_Document segment_
|---|
F.M.

What Really Happened
in France?

The New Leader Invents Some Facts
to Fit Its Theory of Democracy

(13 July 1940)


From Socialist Appeal, Vol. IV No. 28, 13 July 1940, p. 3.
Transcribed & marked up by Einde O’Callaghan for the Marxists’ Internet Archive.


During the unfolding of the complete story of the French capitulation, the New Leader, organ of the Social Democratic Federation, has provided us each week with an astonishing example of sheer desperation in politics. How explain the surrender? How explain it, that is to say, in terms of the mythology, to which the New Leader subscribes, that the Second Imperialist World War is an ideological war between democracy and fascism?

The first explanation offered by the New Leader, before the main circumstances of the surrender became known and at a time when it could still plausibly speak of the French defeat as mainly a matter of overwhelming technical superiority of the Nazis, was that it was the fault of the 40-hour week and other social concessions of the Popular Front governments. Incredible as it may seem, this “socialist” paper devoted its leading article (by Willy Schlamm, graduate of Muenzenberg’s Stalinist school of corruption and hence an obvious choice for leader-writer of a Social Democratic paper) to such an interpretation. Anything rather than to question the nature of bourgeois democracy!

That interpretation was too much for even the trained stomach of New Leader columnist Charles Yale Harrison (he has not yet had the opportunity to help betray a people into the hands of fascism, like Schlamm, and is therefore not as hardened). Harrison wrote a protesting column. During that week moreover came the first details of the circumstances of the French capitulation. Schlamm’s interpretation was therefore dropped by the New Leader though without repudiating it. Then came a new interpretation, even more astounding. To realize how astounding, one must first summarize the facts which have now emerged, assess their meaning – and then read the New Leader.
|---|
Detection examples
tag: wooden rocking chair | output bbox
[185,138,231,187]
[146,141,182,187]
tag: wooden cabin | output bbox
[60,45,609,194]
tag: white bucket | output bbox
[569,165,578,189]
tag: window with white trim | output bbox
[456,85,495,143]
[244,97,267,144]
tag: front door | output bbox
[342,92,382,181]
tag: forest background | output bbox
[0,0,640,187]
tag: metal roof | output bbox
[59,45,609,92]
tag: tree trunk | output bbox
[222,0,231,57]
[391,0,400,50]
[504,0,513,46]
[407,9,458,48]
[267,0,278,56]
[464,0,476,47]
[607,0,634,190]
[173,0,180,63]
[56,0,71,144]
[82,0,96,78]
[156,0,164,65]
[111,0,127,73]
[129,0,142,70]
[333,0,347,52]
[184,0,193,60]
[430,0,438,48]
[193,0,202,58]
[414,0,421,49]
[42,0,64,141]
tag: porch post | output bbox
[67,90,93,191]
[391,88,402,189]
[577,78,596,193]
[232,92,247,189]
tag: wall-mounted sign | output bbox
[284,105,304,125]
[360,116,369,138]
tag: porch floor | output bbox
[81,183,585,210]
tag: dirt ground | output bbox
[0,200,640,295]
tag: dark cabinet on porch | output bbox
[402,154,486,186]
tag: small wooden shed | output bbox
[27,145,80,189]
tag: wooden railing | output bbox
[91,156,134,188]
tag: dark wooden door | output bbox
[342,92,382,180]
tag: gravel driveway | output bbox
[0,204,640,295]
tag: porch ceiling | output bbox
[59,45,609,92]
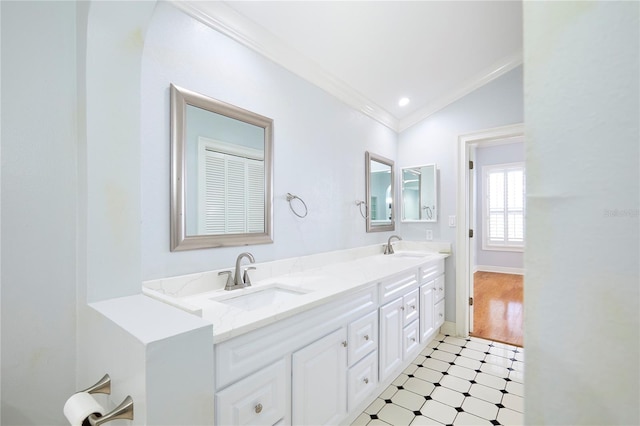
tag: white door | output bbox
[468,146,479,333]
[380,297,404,381]
[292,328,347,425]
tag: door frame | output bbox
[455,123,524,337]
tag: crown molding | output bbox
[171,0,399,132]
[170,0,523,133]
[397,51,523,132]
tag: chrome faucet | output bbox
[218,252,256,290]
[234,252,256,287]
[384,235,402,254]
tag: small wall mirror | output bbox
[365,152,395,232]
[402,164,438,222]
[171,84,273,251]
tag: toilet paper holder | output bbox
[80,374,111,395]
[81,374,133,426]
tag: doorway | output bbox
[469,140,525,346]
[456,124,524,337]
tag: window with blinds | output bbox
[482,163,525,251]
[198,138,264,235]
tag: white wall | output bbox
[472,138,524,272]
[396,67,524,322]
[141,3,397,280]
[524,2,640,425]
[1,2,78,425]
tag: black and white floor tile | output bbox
[352,334,524,426]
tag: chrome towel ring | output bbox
[287,192,309,218]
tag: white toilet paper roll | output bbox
[63,392,104,426]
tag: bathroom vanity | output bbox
[144,241,450,425]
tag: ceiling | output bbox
[174,0,522,131]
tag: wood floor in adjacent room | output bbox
[472,271,524,347]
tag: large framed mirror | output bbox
[365,151,395,232]
[170,84,273,251]
[401,164,438,222]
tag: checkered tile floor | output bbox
[353,334,524,426]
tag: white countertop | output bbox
[170,251,449,343]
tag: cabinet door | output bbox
[403,289,420,326]
[347,352,378,411]
[347,311,378,366]
[402,321,420,359]
[292,328,347,425]
[379,297,404,381]
[433,275,444,302]
[420,282,436,343]
[216,360,290,425]
[434,300,444,328]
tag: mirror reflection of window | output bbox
[370,161,392,223]
[401,164,438,222]
[170,84,273,251]
[185,104,264,235]
[365,151,395,232]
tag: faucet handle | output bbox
[242,266,256,286]
[218,271,233,290]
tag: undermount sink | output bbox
[210,285,307,311]
[394,251,429,259]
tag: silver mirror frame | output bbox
[364,151,396,232]
[170,84,273,251]
[400,163,439,223]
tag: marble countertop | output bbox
[175,251,449,343]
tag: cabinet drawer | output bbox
[402,288,420,325]
[347,352,378,411]
[347,311,378,365]
[435,300,444,328]
[434,275,444,302]
[215,360,290,425]
[420,260,444,284]
[402,321,420,359]
[380,269,418,304]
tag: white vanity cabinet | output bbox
[379,271,420,380]
[292,328,347,425]
[216,360,290,426]
[214,284,379,425]
[420,262,445,342]
[214,259,444,425]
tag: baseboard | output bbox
[473,265,524,275]
[440,321,456,336]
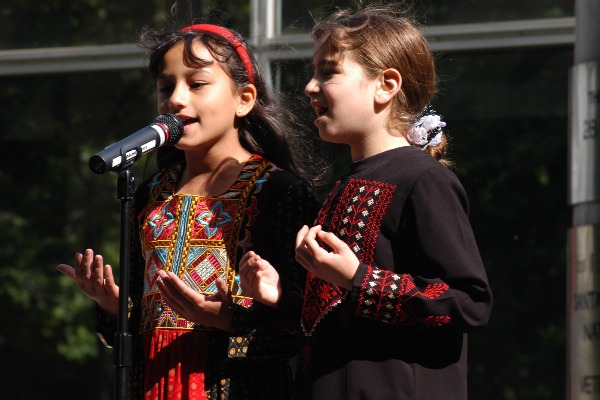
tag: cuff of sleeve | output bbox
[348,263,371,313]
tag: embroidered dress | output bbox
[297,146,492,400]
[97,155,317,400]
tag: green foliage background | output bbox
[0,0,573,400]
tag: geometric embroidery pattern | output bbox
[140,156,275,331]
[302,179,395,336]
[357,267,450,327]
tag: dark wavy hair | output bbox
[139,24,328,186]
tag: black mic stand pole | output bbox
[114,164,135,400]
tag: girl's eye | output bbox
[190,81,206,89]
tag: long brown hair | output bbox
[311,4,447,164]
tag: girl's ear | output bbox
[375,68,402,105]
[235,84,256,117]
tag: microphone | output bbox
[89,114,183,174]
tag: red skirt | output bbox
[144,329,208,400]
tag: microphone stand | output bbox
[114,163,135,400]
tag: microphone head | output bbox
[155,114,183,146]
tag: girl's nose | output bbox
[304,78,319,97]
[169,85,189,110]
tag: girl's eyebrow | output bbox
[311,57,338,69]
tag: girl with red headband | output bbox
[59,24,326,400]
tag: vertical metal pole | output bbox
[567,0,600,400]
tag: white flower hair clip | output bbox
[406,105,446,150]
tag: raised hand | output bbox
[239,251,281,308]
[156,270,234,331]
[56,249,119,318]
[296,225,360,290]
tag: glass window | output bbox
[281,0,574,34]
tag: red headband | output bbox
[180,24,254,84]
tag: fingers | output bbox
[317,230,348,254]
[296,225,308,249]
[56,264,77,280]
[215,278,229,300]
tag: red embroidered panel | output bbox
[357,267,450,327]
[302,179,395,335]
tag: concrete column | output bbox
[567,0,600,400]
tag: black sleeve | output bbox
[352,169,492,332]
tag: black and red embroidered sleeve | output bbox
[347,169,492,331]
[356,264,451,327]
|---|
_What you will do_
1. In the article on the French capitulation, the New Leader is described as the organ of which group?
2. Pick up the article on the French capitulation after its last sentence and continue writing it.
The rows are not needed here.

_Responses to the exercise_
1. The Social Democratic Federation.

2.
 

Weygand’s Argument for Surrender Was Political

Weygand, appointed by the “liberal” Reynaud government to displace the “defeatist” Gamelin, had scarcely concluded reorganizing the army before he demanded of the cabinet, June 15, an end to the war. His argument was primarily not military but political, i.e., the class-struggle politics of the French bourgeoisie. The defeats had engendered unrest among the French masses, and the developing situation was likened by Weygand to the situation in Russia in 1917: military defeats and unrest eventually culminating in proletarian revolt. “It must not come to that,” Weygand said. How prevent it? Not, naturally, by surrendering to a revolt of the French workers. Instead surrender to Hitler, and thereby (with Hitler’s blessing) save the remaining French armies to “maintain order and quiet in the country.”

Weygand’s argument was one which the cabinet understood very well. “Civil peace” – cessation of struggle between the workers and the capitalists – is a slogan very useful to the bourgeoisie in arranging, through traitors like Blum and Jouhaux, to chain the workers to the war machine. But the bourgeoisie itself never practices civil peace; it uses wars as the occasion to intensify its struggle against the workers at home; in the name of “national defense” the French bourgeoisie, first through the cabinet of Daladier, then through that of Reynaud, had outlawed the biggest of the workers’ parties, dissolved hundreds of trade unions, arrested thousands of workers’ militants, wiped out every vestige of trade union control of hours and wages. And now that further consequences of the war itself might revive working class activity, the bourgeoisie preferred to abandon the war, to surrender to the foreign invader rather than to make any concessions to the workers at home. “The main enemy is at home” is and always has been the slogan of the bourgeoisie toward the workers.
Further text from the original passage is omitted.